- _What you will do_:
According to the article about the Devil's Slide crash below, which hospital did an ambulance take the minivan driver to?

- _Page extract_:
● ● ●
Driver Plunges 150 Feet Down Cliff Near Devil's Slide, Prompting Coast Guard Rescue

A car went over the side of Highway 1 and down a cliff near Devil’s Slide in the San Francisco area and the driver had to be rescued. Above, a section of Highway 1 overlooking the Pacific Ocean. Google Maps/screenshot

The driver of a minivan survived a 150-foot fall over a cliff near a steep section of the Pacific coast called Devil's Slide.

The crash occurred shortly before 8 a.m. PDT on Friday along Highway 1 at Montara beach, which is on the western edge of San Mateo County just south of San Francisco. The van stopped at the bottom of the cliff and the driver found his way out, according to the California Highway Patrol.

Officers, fire department personnel and the U.S. Coast Guard responded to the scene, and the man was pulled up the cliff back onto the road. Video of the driver's rescue, posted on KNTV and taken from above the scene, shows frothy waves splashing over a wrecked, silver minivan at the bottom of steep cliffs of rock. A Coast Guard member in yellow gear escorts the civilian up the cliff using a rappelling rope.

It's unclear what caused the minivan to fall down the cliff.

"This is a good reminder that if you are traveling along the Highway 1 only pull off the roadway at designated parking areas to take in the view and to please heed the signs indicating no stopping," CHP said.

According to CHP, the driver was believed to be the only person in the minivan at the time of the incident and he suffered non-life-threatening injuries. That man was treated for the injuries at the hospital but his condition was unclear.

After being rescued, the minivan driver was seen moving on his own to an ambulance that brought him to Zuckerberg San Francisco General Hospital, according to KNTV.

The highway patrol did not immediately respond to Newsweek's request for comment.

Devil's Slide is a steep stretch overlooking the Pacific Ocean. It's a popular observation area and there is a trail that people can follow on bike or on foot to take in the scenery.
● ● ●
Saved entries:
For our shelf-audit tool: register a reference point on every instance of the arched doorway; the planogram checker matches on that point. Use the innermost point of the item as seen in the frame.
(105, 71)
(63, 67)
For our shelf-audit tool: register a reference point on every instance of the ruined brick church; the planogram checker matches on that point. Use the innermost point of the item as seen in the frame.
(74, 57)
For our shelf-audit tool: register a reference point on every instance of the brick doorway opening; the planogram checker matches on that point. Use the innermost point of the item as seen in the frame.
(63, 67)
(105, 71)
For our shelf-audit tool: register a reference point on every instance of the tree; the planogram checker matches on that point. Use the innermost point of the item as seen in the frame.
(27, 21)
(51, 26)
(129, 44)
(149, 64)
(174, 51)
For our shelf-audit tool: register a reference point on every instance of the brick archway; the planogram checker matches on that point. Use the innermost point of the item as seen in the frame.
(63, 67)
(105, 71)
● ● ●
- _The answer_:
Zuckerberg San Francisco General Hospital.